Start of Records shown

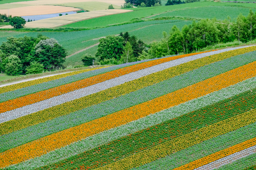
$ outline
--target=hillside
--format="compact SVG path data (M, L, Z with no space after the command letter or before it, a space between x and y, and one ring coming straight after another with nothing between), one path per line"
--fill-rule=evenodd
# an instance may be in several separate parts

End of Records shown

#### [Exercise task]
Recast every row above as a numbered list, dropping any blank lines and omitting the picture.

#### [Solution to the problem]
1. $ outline
2. --target=hillside
3. --format="compact SVG path data (M, L, Z with no space after the command letter or before it, a space between x and y, and one ring coming straight after another with nothing between), one path per line"
4. --fill-rule=evenodd
5. # an instance may be in several separate parts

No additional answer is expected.